Extracted records:
*** Block opens ***

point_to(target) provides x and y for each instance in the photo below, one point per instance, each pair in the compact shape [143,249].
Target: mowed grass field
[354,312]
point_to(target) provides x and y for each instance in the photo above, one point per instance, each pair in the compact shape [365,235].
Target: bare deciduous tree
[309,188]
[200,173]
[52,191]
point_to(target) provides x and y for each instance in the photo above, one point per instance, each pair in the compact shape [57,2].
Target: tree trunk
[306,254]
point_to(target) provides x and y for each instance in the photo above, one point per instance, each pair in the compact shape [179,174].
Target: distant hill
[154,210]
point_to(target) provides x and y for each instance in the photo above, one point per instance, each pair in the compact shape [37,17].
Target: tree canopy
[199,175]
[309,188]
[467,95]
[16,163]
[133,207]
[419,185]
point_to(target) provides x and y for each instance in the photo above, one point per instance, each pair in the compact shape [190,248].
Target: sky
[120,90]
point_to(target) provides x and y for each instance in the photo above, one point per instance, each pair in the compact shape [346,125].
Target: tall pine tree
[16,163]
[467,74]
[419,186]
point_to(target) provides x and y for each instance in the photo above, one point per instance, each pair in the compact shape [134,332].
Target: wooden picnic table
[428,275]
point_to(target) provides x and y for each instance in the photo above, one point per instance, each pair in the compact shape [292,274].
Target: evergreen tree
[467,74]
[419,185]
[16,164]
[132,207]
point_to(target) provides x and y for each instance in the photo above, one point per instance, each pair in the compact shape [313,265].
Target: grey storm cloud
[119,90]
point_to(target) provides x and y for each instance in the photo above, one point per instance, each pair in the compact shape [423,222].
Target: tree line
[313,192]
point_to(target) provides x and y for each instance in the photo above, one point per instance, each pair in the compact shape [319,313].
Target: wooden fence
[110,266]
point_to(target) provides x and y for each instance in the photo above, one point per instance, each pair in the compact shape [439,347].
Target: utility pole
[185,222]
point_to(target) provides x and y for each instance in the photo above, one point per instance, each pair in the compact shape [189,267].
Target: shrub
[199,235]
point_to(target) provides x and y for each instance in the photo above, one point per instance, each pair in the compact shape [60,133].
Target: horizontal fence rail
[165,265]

*** Block closes ***

ABOUT THIS TASK:
Beginning with the line that contains "compact shape [313,265]." and ending with the last line of the data above, return those lines exactly and nothing else.

EXPECTED ANSWER:
point_to(target) provides x and y for each instance in the photo above, one point per instance, each pair in the compact shape [313,265].
Target: grey storm cloud
[119,90]
point_to(target) provides x and y for each instance in the photo above, one point per instance, each pair in the compact shape [423,222].
Target: tree line
[313,192]
point_to(target) provides x and y for each instance in the photo above, one point per instance, each pair in the compact shape [319,313].
Target: wooden fence
[110,266]
point_to(target) provides x and y for each instance in the photo above, one point per instance, each pair in the compact shape [439,347].
Target: utility pole
[185,222]
point_to(target) provides x and y for each instance in the photo above, one point per instance, each pair in the compact shape [189,267].
Target: shrub
[199,235]
point_to(target) provides x and y for each instance in the photo above, one point per instance, each pair in the compact shape [60,133].
Target: horizontal fence rail
[165,265]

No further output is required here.